DATA FOR REVIEW:
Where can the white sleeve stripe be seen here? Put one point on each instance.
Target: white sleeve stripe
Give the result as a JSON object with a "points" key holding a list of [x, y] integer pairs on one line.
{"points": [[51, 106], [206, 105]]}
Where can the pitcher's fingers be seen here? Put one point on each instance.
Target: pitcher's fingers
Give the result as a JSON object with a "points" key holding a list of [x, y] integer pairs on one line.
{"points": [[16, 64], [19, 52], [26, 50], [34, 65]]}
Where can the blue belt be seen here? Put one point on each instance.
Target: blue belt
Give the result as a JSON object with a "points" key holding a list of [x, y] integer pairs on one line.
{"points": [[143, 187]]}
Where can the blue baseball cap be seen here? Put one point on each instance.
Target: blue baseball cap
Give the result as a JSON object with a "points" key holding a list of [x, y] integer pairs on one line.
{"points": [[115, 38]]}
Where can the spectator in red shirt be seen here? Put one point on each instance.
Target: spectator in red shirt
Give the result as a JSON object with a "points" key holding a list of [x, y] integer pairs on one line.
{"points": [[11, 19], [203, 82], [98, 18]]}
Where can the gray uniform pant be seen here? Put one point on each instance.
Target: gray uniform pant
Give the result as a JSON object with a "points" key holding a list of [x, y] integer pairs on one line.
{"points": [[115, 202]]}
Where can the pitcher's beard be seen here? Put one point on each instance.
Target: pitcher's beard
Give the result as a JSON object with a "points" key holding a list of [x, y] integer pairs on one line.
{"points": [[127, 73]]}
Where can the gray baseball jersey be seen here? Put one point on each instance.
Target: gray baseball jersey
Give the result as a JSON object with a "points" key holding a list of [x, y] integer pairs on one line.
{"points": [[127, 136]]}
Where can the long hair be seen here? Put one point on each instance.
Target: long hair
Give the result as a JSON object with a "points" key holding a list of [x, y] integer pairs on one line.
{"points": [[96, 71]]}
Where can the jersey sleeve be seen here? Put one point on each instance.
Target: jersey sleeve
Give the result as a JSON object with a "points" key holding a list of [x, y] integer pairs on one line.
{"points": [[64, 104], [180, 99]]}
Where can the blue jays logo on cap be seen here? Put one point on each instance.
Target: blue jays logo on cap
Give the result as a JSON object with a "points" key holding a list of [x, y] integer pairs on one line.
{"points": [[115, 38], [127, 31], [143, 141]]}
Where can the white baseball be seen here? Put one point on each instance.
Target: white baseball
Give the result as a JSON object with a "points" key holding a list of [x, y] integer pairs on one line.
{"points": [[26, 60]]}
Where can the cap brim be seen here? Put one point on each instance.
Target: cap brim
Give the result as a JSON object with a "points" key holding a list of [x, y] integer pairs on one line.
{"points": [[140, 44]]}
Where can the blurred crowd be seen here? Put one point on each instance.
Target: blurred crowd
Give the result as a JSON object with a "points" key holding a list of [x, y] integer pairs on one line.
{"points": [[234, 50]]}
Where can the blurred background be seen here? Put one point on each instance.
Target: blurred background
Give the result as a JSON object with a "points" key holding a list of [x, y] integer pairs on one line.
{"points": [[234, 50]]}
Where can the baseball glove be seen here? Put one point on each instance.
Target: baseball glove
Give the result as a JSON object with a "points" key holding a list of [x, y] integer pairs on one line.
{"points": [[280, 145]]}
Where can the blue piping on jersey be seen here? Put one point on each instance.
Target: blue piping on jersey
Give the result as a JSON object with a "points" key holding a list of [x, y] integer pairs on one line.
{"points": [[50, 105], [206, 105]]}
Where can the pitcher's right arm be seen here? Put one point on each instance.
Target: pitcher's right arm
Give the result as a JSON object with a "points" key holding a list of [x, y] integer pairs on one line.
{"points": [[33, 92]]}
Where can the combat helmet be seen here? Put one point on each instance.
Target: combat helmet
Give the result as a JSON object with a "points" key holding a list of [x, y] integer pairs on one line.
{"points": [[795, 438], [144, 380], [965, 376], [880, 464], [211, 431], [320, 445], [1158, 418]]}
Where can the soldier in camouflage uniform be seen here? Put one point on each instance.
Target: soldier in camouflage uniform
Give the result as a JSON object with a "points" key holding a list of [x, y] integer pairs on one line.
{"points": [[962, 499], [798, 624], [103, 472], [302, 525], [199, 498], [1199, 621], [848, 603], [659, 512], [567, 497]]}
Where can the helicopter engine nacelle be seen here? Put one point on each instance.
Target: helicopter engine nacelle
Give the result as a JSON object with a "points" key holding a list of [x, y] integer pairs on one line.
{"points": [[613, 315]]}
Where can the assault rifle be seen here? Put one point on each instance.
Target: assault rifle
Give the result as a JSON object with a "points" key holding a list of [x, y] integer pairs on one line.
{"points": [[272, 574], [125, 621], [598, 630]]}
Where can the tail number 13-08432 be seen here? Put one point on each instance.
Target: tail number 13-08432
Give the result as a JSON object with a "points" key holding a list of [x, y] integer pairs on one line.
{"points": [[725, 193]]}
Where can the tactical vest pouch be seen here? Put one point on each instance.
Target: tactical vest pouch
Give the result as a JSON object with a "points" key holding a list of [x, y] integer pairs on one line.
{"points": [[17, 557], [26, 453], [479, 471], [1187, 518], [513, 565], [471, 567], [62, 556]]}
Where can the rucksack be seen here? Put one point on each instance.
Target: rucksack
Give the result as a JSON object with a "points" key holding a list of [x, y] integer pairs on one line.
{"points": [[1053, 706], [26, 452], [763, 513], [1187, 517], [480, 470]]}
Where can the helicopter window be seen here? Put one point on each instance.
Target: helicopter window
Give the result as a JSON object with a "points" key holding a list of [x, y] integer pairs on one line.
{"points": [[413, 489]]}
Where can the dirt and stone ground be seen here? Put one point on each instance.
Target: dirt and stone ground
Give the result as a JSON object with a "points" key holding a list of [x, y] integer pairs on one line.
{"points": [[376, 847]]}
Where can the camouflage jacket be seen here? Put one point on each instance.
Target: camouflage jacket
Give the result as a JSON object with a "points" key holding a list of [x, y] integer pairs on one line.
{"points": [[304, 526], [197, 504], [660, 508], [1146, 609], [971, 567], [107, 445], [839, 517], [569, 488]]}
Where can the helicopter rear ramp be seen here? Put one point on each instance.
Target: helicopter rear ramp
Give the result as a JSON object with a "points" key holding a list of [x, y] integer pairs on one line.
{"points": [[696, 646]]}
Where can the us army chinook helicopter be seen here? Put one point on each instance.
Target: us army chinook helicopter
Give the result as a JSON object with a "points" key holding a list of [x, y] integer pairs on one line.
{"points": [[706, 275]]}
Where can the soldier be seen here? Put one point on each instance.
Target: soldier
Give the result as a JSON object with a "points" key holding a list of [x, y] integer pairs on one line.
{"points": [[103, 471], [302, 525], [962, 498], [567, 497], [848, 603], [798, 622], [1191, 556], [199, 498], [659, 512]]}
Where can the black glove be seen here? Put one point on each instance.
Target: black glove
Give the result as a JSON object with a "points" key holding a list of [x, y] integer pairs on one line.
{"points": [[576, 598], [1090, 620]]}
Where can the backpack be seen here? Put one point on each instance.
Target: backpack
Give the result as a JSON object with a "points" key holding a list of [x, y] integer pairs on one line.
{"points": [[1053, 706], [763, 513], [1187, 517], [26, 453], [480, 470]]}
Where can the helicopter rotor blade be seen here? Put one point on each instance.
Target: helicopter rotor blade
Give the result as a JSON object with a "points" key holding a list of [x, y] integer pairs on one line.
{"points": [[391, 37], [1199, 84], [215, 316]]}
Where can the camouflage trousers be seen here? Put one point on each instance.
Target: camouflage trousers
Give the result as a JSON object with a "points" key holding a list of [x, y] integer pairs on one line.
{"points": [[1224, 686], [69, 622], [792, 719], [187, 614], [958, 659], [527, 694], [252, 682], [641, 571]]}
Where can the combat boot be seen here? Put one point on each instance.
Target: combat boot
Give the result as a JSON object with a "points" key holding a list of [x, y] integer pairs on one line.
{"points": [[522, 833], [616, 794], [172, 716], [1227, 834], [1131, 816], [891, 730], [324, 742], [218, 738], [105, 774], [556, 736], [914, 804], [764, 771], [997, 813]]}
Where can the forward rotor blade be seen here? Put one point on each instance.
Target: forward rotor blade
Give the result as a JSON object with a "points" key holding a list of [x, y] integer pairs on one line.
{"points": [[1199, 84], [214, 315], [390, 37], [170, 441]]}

WHAT YOU NEED TO DO: In the listing above, start at the line with "Where can the blurred crowd", go on through the line with "Where can the blue piping", and copy each of those lines exactly; leave out all the rest.

RESPONSE TO THE TASK:
Where can the blurred crowd be seen here? Put one point on each instance.
Target: blurred crowd
Give the result as a JSON object with a "points" key holding a list of [x, y] integer pairs on one line.
{"points": [[234, 50]]}
Where can the blurred background be seen here? Put one point on each instance.
Target: blurred background
Give the result as a JSON object with a "points" key holding a list of [x, y] integer pairs on one line.
{"points": [[234, 50]]}
Where can the baseball glove be seen here? Put one point on each instance.
Target: baseball glove
Give the result as a JSON object with a "points" key holding a list of [x, y] integer pairs on one line.
{"points": [[280, 145]]}
Where can the blue piping on jersey be seen here? Put one point on each instance.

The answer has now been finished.